** Opening Materials provided block **

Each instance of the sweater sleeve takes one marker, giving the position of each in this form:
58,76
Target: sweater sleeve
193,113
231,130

** Closing Materials provided block **

Output the records exactly.

[Task answer]
Each instance of the sweater sleeve takes one marker, giving the position of each in this form:
58,76
Target: sweater sleeve
193,113
231,130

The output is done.